**Quoted text**
======
# HG changeset patch
# User krauss
# Date 1313957584 -7200
# Node ID 3a10392fb8c309f199a8fd5e3c4d0ba51b9d7f1e
# Parent  03d91bfad83bd2f8a7716edb9ee76e86a7301a5b
added proof of idempotence, roughly after HOL/Subst/Unify.thy

diff -r 03d91bfad83b -r 3a10392fb8c3 src/HOL/ex/Unification.thy
--- a/src/HOL/ex/Unification.thy	Sun Aug 21 22:13:04 2011 +0200
+++ b/src/HOL/ex/Unification.thy	Sun Aug 21 22:13:04 2011 +0200
@@ -118,6 +118,9 @@
 lemma subst_trans[trans]: "\<lbrakk>s1 \<doteq> s2; s2 \<doteq> s3\<rbrakk> \<Longrightarrow> s1 \<doteq> s3"
   by (auto simp:subst_eq_def)
 
+lemma subst_no_occs: "\<not> Var v \<prec> t \<Longrightarrow> Var v \<noteq> t
+  \<Longrightarrow> t \<lhd> [(v,s)] = t"
+by (induct t) auto
 
 text {* Composition of Substitutions *}
 
@@ -170,6 +173,9 @@
   "MGU \<sigma> s t \<Longrightarrow> MGU \<sigma> t s"
   by (auto simp:MGU_def Unifier_def)
 
+lemma MGU_is_Unifier: "MGU \<sigma> t u \<Longrightarrow> Unifier \<sigma> t u"
+unfolding MGU_def by (rule conjunct1)
+
 lemma MGU_Var: 
   assumes "\<not> Var v \<prec> t"
   shows "MGU [(v,t)] (Var v) t"
@@ -431,7 +437,6 @@
 
 lemma unify_computes_MGU:
   "unify M N = Some \<sigma> \<Longrightarrow> MGU \<sigma> M N"
-using assms
 proof (induct M N arbitrary: \<sigma> rule: unify.induct)
   case (7 M N M' N' \<sigma>) -- "The interesting case"
 
@@ -476,6 +481,62 @@
   qed
 qed (auto simp: MGU_Const intro: MGU_Var MGU_Var[symmetric] split: split_if_asm)
 
+lemma Idem_Nil [iff]: "Idem []"
+  by (simp add: Idem_def)
 
+lemma Var_Idem: 
+  assumes "~ (Var v \<prec> t)" shows "Idem [(v,t)]"
+  unfolding Idem_def
+proof
+  from assms have [simp]: "t \<lhd> [(v, t)] = t"
+    by (metis assoc.simps(2) subst.simps(1) subst_no_occs)
+
+  fix s show "s \<lhd> [(v, t)] \<lozenge> [(v, t)] = s \<lhd> [(v, t)]"
======
(Entries that point to named objects)
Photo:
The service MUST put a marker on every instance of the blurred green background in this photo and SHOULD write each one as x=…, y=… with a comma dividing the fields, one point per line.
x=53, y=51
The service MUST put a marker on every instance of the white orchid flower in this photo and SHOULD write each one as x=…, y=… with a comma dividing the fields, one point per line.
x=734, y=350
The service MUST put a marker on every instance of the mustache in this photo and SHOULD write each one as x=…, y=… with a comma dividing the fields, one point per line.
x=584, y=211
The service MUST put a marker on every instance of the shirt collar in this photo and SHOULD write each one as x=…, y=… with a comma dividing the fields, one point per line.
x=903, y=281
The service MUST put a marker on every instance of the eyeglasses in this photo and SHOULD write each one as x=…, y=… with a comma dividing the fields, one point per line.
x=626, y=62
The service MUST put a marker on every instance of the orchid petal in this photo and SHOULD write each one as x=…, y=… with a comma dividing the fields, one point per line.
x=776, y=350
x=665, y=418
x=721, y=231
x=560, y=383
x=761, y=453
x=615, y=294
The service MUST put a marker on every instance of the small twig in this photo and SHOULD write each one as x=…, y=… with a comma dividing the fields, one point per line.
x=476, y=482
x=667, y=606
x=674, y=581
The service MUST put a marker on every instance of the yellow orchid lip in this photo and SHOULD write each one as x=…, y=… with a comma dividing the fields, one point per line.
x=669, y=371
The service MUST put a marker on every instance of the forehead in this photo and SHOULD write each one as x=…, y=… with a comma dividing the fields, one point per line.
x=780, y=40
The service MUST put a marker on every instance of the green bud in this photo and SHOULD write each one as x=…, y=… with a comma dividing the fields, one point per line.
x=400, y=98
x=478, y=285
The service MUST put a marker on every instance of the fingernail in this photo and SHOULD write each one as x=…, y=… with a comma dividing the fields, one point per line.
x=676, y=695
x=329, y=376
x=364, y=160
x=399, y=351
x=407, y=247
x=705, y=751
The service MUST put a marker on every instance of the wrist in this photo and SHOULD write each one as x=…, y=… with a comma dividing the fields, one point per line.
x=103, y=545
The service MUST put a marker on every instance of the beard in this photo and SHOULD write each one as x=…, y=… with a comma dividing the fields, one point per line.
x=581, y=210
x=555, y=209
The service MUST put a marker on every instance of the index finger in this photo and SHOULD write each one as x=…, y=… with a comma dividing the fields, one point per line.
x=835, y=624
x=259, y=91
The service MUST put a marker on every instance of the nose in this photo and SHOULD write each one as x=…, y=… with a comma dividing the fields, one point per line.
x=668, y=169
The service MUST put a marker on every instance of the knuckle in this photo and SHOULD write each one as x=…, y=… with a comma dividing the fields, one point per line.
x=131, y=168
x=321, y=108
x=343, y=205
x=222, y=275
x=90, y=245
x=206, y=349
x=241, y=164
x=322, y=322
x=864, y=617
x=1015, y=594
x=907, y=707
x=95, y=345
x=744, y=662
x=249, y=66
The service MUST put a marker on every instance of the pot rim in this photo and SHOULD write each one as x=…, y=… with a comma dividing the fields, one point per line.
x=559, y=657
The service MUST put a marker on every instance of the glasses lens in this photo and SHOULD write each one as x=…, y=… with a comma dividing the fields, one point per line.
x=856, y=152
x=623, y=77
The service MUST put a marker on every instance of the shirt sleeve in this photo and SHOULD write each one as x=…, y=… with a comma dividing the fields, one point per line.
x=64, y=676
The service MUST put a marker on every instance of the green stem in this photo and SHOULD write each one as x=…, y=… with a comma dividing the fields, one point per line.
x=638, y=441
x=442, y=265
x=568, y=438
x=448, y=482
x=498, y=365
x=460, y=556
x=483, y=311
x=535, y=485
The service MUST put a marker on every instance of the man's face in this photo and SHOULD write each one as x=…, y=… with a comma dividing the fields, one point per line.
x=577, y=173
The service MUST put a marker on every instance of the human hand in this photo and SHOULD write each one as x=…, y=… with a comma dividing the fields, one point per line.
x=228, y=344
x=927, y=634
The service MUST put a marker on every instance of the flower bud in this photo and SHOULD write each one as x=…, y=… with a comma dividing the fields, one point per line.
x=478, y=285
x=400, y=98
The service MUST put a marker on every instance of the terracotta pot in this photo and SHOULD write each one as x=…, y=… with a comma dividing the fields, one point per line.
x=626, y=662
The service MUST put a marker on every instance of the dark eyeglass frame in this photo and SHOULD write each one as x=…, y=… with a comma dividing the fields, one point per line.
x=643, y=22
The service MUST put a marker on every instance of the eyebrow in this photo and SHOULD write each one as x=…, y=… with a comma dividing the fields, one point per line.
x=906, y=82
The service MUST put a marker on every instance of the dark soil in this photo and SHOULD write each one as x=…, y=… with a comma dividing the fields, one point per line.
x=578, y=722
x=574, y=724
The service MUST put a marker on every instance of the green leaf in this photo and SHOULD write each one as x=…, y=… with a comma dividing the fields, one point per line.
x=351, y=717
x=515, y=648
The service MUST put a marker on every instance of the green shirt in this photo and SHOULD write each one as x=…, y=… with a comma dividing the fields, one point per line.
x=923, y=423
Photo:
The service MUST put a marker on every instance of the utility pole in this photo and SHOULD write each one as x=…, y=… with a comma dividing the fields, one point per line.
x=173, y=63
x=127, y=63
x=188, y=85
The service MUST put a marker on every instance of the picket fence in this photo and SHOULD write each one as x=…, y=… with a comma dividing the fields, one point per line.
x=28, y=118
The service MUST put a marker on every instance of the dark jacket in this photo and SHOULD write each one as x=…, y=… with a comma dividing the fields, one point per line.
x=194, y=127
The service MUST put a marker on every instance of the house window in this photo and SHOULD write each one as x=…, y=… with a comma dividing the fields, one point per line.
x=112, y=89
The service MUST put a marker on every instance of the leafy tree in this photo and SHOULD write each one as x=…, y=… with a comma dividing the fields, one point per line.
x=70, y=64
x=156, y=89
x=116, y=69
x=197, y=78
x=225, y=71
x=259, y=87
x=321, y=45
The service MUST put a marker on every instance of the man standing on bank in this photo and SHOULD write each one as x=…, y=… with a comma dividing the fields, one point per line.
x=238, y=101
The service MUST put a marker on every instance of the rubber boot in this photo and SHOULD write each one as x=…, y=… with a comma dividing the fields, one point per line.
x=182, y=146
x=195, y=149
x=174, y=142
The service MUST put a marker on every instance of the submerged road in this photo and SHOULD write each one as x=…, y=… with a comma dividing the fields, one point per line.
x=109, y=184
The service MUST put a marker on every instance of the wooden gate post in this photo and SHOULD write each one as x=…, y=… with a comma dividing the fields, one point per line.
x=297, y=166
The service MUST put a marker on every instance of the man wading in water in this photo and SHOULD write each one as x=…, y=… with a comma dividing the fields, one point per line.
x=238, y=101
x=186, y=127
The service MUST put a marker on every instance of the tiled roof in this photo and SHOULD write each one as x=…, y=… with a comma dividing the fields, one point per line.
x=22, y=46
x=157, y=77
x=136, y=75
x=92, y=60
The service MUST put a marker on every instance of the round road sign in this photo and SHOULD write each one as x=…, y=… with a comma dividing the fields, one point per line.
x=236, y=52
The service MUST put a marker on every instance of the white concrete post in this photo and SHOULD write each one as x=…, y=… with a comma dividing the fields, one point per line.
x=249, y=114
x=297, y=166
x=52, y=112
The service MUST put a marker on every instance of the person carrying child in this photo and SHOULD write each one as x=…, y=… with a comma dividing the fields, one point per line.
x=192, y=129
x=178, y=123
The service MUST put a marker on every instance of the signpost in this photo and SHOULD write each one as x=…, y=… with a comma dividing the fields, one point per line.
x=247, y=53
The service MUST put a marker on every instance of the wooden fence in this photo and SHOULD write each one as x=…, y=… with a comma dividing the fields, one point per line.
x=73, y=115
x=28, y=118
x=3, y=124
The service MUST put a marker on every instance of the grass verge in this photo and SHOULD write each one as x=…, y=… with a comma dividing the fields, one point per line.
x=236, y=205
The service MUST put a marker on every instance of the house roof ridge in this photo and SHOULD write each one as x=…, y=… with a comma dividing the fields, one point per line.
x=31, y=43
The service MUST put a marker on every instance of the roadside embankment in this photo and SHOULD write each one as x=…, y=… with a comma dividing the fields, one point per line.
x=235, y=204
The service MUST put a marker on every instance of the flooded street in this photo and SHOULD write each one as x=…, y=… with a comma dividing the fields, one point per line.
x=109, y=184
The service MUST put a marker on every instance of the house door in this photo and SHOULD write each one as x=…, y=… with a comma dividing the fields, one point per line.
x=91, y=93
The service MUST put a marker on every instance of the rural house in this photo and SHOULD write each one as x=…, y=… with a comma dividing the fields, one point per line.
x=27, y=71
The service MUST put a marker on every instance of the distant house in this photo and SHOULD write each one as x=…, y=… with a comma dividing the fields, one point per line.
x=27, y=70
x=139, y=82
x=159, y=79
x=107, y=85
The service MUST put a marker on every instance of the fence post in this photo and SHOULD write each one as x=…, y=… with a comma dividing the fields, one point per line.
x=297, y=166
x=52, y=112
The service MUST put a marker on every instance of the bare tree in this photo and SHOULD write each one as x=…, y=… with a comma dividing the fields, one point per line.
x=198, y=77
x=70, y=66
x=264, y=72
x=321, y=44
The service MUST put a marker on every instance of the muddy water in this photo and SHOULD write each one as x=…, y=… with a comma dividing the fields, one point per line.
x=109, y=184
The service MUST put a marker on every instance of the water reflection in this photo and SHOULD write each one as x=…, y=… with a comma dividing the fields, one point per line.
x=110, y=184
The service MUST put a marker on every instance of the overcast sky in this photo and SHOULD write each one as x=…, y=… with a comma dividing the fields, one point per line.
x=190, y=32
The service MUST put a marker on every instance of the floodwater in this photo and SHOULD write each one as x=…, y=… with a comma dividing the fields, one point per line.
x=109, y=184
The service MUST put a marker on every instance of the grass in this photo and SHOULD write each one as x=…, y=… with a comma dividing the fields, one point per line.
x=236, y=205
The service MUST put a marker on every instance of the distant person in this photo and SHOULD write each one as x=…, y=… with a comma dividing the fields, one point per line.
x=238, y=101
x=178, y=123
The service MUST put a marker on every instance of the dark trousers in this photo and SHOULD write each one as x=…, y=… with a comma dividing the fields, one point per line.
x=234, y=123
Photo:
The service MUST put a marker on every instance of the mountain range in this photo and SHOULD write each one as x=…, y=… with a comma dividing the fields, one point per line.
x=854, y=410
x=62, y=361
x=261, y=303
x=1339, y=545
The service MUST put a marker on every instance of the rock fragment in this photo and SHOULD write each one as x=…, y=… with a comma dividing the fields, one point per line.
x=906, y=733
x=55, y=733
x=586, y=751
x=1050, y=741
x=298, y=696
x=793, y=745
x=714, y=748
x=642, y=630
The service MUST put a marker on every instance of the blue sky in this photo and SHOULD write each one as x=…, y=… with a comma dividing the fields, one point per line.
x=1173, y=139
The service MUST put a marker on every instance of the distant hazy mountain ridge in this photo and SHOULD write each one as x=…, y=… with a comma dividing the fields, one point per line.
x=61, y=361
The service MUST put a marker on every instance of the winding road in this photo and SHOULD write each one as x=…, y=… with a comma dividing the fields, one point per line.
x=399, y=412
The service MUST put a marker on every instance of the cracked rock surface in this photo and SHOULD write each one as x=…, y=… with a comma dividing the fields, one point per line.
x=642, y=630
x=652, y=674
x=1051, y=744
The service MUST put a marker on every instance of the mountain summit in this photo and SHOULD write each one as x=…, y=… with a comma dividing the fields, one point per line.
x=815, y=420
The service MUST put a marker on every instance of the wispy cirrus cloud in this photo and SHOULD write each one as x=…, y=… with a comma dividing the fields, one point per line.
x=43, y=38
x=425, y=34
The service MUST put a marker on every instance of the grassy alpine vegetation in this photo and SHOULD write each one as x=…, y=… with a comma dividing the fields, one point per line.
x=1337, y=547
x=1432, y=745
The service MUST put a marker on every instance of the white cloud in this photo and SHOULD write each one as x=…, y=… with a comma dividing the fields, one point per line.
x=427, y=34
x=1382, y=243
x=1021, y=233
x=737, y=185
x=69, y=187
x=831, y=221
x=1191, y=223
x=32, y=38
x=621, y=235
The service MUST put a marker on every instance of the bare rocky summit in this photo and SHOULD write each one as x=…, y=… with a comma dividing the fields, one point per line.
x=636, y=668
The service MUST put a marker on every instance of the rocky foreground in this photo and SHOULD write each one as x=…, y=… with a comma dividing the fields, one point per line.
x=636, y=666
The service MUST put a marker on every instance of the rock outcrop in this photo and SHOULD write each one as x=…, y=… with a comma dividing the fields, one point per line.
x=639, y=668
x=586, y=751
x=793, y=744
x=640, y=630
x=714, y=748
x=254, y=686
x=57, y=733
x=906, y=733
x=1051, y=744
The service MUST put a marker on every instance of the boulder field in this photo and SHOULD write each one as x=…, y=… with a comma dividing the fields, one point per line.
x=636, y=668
======
**Your instructions**
In the changeset patch, find every lemma added on a line beginning with a plus sign, and list each one by name. The entries are separate material and have no connection to the changeset patch.

**Worked answer**
- subst_no_occs
- MGU_is_Unifier
- Idem_Nil
- Var_Idem